● Text extract
((
Cathryn R. Newton on Eastward in 1973 (Courtesy of MIT Museum). Her mother, Sunny, asked her father whether they found the wreck. He whispered, 'We think so' |
50 years ago:
Just after noon, we found the wreck of the USS Monitor, the most
famous missing ship in America, on Aug. 27, 1973. Four investigators conducted
this two-week, blue-water expedition organized and funded through the work of
my father, John G. Newton, a Duke oceanographer and marine superintendent of
the oceanography program; Harold "Doc" Edgerton, strobe pioneer, inventor, and longtime
MIT engineering faculty who’d invented many of the instruments we used; Bob Sheridan of Delaware (later Rutgers), accomplished and hard-charging marine
geophysicist who had a nearby seismic survey funded; and Gordon Watts, the
brand-new marine archeologist at the state of North Carolina (the
inaugural one).
Duke University's research vessel Eastward |
My father had
mapped the NC continental margin in a recent geological atlas and, with Orrin
Pilkey, published the first work on the Hatteras Submarine Canyon. This
background elevated our odds of success, but did not guarantee it.
))
● Tasks and exercises
1) From the account of finding the USS Monitor wreck, quote the passage starting at "Duke University's research" and ending at "not guarantee it.".
2) Answer these questions about the account of finding the USS Monitor wreck.
(a) On what date was the wreck found?
(b) How long did the expedition last?
(c) With whom did the narrator's father publish the first work on the Hatteras Submarine Canyon?

● Given data
((
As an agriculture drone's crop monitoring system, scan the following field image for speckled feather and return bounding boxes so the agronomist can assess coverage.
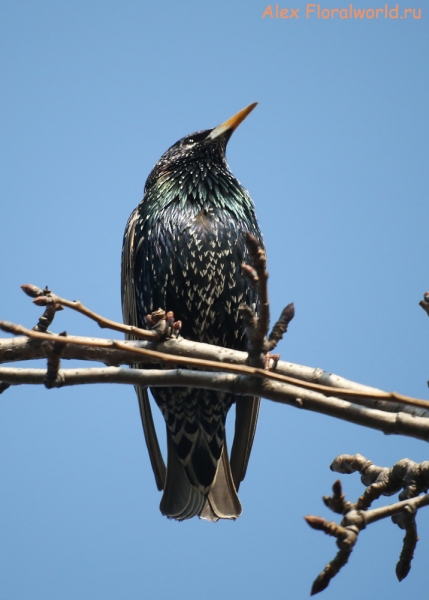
[123,117,261,518]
))
● Solutions in order
1)
Duke University's research vessel Eastward |
My father had
mapped the NC continental margin in a recent geological atlas and, with Orrin
Pilkey, published the first work on the Hatteras Submarine Canyon. This
background elevated our odds of success, but did not guarantee it.

2)
(a) Aug. 27, 1973
(b) Two weeks
(c) Orrin Pilkey